→ **Texte présenté**

_ _ _

Madagascar: Les monopoles nécessaires

Cette Chronique date du 23 octobre 1998. Sous le titre "Les monopoles nécessaires de Razanamasy". Vingt-six ans après, rien n'aura changé dans les relations entre le Maire d'Antananarivo et certains conseillers municipaux. Entre le Maire d'Antananarivo et le Fanjakana. En 1998, comme en 2024, jamais Exécutif à Madagascar n'aura été autant chahuté que celui de la ville d'Antananarivo. Une Ville-Région, une Ville-Province, le dixième de la population de Madagascar, mais que les textes obsolètes sur une décentralisation de mauvaise volonté s'ingénient à priver des moyens de ses missions, qui excèdent ceux de n'importe laquelle des vingt-trois Régions.

«Ny arivo lahy tsy maty indray andro» = mille sujets ne meurent pas en un jour, proclame la devise de la ville d'Antananarivo. Mille fut longtemps un chiffre-seuil symbolique pour les Malgaches. Le symbole d'une prospérité, le chiffre du juste milieu également quand on considère que la Capitale Antananarivo hésite entre «La ville des Mille» et la «La ville du Centre», «ivo».

Mille sujets, mille avis : brisant enfin son mutisme, la Mairie d'Antananarivo organise depuis le 22 octobre 1998, trois ans après l'élection de Guy Willy Razanamasy, des journées portes ouvertes à l'adresse de citoyens trop longtemps abasourdis sous le flot des imprécations collégiales du Conseil Municipal.

Le Maire, dans une lettre de présentation, revendique la connaissance de l'ensemble des données, la maîtrise de la coordination et la responsabilité de la décision par un seul «maître de l'ouvrage». Ces mêmes principes furent professés par Gallieni, le 22 mai 1898, mais l'organisation administrative de la République malgache brouilla la lisibilité des pouvoirs en brisant des monopoles

nécessaires : monopole de l'image, monopole de la représentation, monopole de la personnalisation.

_ _ _

→ **Jeu de données**
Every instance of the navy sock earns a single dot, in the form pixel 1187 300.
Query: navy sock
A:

_ _ _

→ **Votre consigne**
D'après la chronique sur la mairie d'Antananarivo, depuis quelle date la Mairie organise-t-elle des journées portes ouvertes ? Le matériel n'a aucun lien avec la chronique.

→ **Réponse attendue**
Depuis le 22 octobre 1998.